# START OF Data excerpts
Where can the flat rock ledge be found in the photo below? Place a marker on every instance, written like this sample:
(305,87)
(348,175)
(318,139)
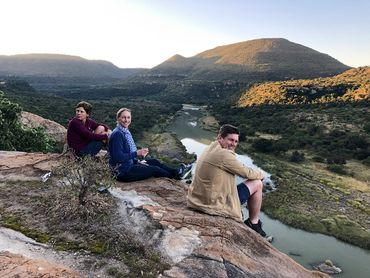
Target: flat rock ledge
(194,244)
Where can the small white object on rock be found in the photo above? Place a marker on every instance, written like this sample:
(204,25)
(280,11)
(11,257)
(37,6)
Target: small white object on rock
(328,267)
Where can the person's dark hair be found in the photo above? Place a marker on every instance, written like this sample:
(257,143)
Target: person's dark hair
(119,112)
(228,129)
(85,105)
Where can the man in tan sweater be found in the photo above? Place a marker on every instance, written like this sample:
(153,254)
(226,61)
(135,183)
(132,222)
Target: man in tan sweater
(213,188)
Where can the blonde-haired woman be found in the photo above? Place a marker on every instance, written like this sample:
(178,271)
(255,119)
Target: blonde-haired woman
(123,155)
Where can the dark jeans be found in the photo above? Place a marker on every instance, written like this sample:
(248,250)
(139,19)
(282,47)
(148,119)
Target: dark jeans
(154,168)
(91,149)
(243,193)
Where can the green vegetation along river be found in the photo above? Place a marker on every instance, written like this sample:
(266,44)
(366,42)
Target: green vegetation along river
(306,248)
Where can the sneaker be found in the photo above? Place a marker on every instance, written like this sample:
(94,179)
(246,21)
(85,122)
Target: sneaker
(255,227)
(185,170)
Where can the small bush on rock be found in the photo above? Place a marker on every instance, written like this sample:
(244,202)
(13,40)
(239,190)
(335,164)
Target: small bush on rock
(81,181)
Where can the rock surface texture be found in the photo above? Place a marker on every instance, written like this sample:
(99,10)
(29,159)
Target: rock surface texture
(194,244)
(56,131)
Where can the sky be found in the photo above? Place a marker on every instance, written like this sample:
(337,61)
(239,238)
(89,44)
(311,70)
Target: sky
(145,33)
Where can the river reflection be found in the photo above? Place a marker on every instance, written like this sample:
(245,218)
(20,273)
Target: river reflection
(306,248)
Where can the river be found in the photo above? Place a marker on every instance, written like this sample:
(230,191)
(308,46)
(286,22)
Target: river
(306,248)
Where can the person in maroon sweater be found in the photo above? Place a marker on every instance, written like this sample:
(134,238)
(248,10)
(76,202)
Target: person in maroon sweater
(84,135)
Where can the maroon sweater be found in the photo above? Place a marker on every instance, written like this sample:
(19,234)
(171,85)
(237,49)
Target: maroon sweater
(80,134)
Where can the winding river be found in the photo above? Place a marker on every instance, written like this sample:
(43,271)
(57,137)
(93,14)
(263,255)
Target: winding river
(306,248)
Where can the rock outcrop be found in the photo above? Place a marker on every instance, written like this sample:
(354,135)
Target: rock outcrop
(13,265)
(54,130)
(194,244)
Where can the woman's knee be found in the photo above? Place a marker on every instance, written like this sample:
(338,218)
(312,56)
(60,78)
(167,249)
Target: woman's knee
(99,130)
(254,185)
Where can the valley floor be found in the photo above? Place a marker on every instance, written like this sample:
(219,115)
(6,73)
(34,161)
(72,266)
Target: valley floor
(312,198)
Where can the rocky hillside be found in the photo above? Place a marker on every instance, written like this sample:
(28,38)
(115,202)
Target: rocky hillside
(56,65)
(352,85)
(154,212)
(260,59)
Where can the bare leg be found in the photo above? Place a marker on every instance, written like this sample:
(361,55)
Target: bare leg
(255,199)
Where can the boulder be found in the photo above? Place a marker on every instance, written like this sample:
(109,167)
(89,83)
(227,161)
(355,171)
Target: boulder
(197,244)
(14,265)
(54,130)
(193,243)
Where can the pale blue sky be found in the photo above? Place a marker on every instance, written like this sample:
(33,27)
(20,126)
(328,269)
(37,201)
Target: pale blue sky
(144,33)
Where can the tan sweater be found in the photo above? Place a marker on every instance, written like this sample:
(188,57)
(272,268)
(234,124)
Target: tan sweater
(213,189)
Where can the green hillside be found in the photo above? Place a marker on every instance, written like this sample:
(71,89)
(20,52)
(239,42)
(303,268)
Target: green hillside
(352,85)
(254,60)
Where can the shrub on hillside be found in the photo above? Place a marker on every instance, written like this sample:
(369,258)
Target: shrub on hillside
(297,157)
(84,176)
(262,145)
(16,137)
(337,168)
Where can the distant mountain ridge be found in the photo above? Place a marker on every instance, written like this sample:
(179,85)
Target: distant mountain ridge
(260,59)
(58,65)
(351,85)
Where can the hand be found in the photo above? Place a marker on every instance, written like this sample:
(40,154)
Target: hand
(143,152)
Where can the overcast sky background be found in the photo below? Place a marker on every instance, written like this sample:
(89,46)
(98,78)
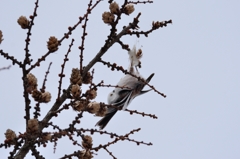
# END OF Data excerpts
## What you have to do
Pull out every line in the items above that contains the word "pale".

## Final result
Where can the pale blue sky be found in the photo above? Place a marker on every instance, written like this sample:
Target: pale blue sky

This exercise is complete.